* **WRITTEN EXERCISE**
Transcribe the listing in full, excluding any pictures.
-- START INPUT MATERIAL --
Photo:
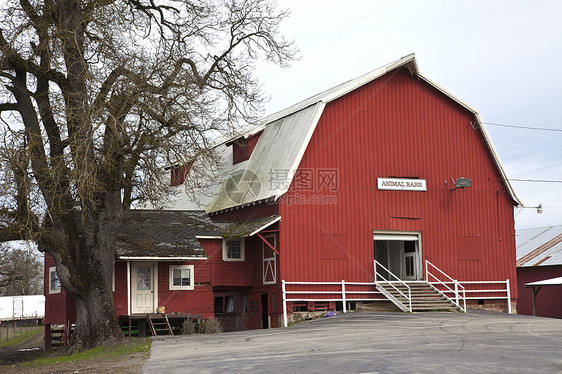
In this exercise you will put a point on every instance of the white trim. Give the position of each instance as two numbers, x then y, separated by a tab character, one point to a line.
53	269
128	287
398	236
155	299
132	258
225	249
171	286
265	226
154	286
404	236
269	262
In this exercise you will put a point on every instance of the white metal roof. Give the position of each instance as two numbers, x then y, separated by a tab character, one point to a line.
539	246
547	282
286	135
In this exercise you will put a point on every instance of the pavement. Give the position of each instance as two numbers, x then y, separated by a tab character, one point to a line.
476	342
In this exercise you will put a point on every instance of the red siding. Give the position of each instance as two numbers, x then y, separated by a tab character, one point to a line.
549	299
196	301
398	126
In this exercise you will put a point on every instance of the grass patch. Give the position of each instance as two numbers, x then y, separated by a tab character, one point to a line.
131	346
32	331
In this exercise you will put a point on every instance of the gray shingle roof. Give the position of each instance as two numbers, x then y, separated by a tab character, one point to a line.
155	233
540	246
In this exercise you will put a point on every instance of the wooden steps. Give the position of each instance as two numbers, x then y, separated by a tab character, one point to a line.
159	324
423	297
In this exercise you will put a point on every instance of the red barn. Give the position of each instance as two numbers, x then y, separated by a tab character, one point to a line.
539	258
387	169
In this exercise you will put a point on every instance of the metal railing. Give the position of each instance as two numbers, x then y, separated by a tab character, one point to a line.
445	284
391	283
338	292
478	291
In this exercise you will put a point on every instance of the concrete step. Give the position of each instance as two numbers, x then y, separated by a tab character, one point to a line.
423	297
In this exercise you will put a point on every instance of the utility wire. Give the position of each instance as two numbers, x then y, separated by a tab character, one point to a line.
534	180
523	127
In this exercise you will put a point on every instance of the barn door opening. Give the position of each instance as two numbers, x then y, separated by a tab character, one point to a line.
399	253
264	311
143	285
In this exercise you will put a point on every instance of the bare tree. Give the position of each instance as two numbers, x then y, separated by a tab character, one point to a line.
97	96
21	272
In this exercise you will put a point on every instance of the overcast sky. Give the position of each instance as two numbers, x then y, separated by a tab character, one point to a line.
502	58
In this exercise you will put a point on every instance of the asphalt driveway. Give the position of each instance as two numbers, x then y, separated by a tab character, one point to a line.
476	342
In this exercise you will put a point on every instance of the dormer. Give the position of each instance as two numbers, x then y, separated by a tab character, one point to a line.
178	174
243	147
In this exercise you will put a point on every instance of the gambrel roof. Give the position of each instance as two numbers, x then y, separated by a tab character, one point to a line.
285	136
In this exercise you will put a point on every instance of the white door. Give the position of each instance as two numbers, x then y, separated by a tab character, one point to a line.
142	284
409	266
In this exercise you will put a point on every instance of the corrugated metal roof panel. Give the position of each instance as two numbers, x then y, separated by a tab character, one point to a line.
547	282
539	246
285	138
273	162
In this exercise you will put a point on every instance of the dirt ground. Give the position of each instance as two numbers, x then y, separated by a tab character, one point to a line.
13	358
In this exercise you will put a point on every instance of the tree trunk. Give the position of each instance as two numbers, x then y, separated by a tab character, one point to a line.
96	322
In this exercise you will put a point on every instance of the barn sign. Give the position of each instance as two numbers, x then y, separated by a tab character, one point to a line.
402	184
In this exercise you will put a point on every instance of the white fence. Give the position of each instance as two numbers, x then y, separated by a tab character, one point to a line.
-- END INPUT MATERIAL --
* **FINISHED TASK**
Photo:
In this exercise you will put a point on every instance of the white trim. Give the position of each instance as two numbers, x then y, separated by a tab character, one point to a line.
53	269
128	287
398	236
155	299
132	258
225	249
171	286
265	226
154	286
404	236
269	262
In this exercise you will put a point on every instance of the white metal roof. Give the position of each instance as two numbers, x then y, separated by a tab character, one point to a line.
539	246
547	282
286	135
In this exercise you will put a point on every instance of the pavement. Give the position of each instance as two numbers, x then y, separated by a tab character, one point to a line.
476	342
In this exercise you will put a point on every instance of the red siding. Give the position of each instance as two numbers, x then y, separated by a tab character, one point to a line.
549	299
196	301
398	126
In this exercise you will put a point on every instance of the grass patch. Give the position of each instance as two numbers, x then y, separated by a tab character, one point to a line.
131	346
32	331
In this exercise you will put a point on every instance of the gray shingle roof. Give the position of each instance as two numbers, x then y, separated by a tab character, one point to a line.
155	233
540	246
In this exercise you will put a point on every instance of the wooden steps. Give the position of each instance as two numbers, x then y, separated by a tab character, one point to a line.
159	324
423	297
In this exercise you will put a point on every instance of the red barn. Give the position of each instance as two numbers, x then y, separated by a tab character, one point to a line.
539	258
387	169
In this exercise you will put a point on every instance of the metal railing. Give the position of each instance as two numbers, x then y, separated by a tab character, one point to a line.
445	284
391	283
338	292
478	291
In this exercise you will put a point on every instance of the concrete step. Give the position of each instance as two numbers, x then y, separated by a tab character, one point to a line.
423	297
In this exercise you will put a point on every instance of the utility wire. Give the position of each instance as two numbers, x then y, separated by a tab character, one point to a line.
534	180
523	127
In this exercise you will put a point on every instance of the barn door opening. Give the position of each instance as two numbers, x then y, separated by a tab character, one point to a line.
399	253
264	311
143	285
In this exercise you will put a point on every instance of the bare tree. Give the position of each instance as two numbers, x then y, separated by a tab character, one point to a line.
97	96
21	272
In this exercise you will put a point on every instance of the overcast sky. Give the position of each instance as two numbers, x then y, separated by a tab character, one point to a line.
502	58
In this exercise you will put a point on every instance of the asphalt driveway. Give the position of each instance as two numbers, x then y, separated by a tab character, one point to a line.
476	342
In this exercise you will put a point on every instance of the dormer. Give the position of each instance as two numbers, x then y, separated by a tab character, one point to a line.
178	174
243	147
In this exercise you will put a point on every instance of the gambrel roof. Give the position of each instance as two numbers, x then y, separated by a tab character, one point to a line.
285	136
In this exercise you will put a point on every instance of the white door. Give the position of each instance as two numbers, x then y, separated by a tab character, one point to a line.
142	284
409	266
In this exercise you will put a point on every instance of the corrugated metal roof panel. Give the position of each instance as two numbers, x then y, separated by a tab character, one point to a line.
547	282
539	246
285	138
273	162
In this exercise you will put a point on every instance of the dirt ground. Give the position of each instance as two numbers, x then y, separated by a tab character, one point to a line.
13	358
In this exercise you will put a point on every instance of the tree trunk. Give the position of each instance as two numbers, x then y, separated by a tab character, one point to a line.
96	322
In this exercise you will put a point on every instance of the barn sign. Give the position of each instance as two numbers, x then y, separated by a tab character, one point to a line.
402	184
In this exercise you will put a point on every instance of the white fence. Give the position of each instance as two numbers, x then y, separated by a tab character, one point to a line.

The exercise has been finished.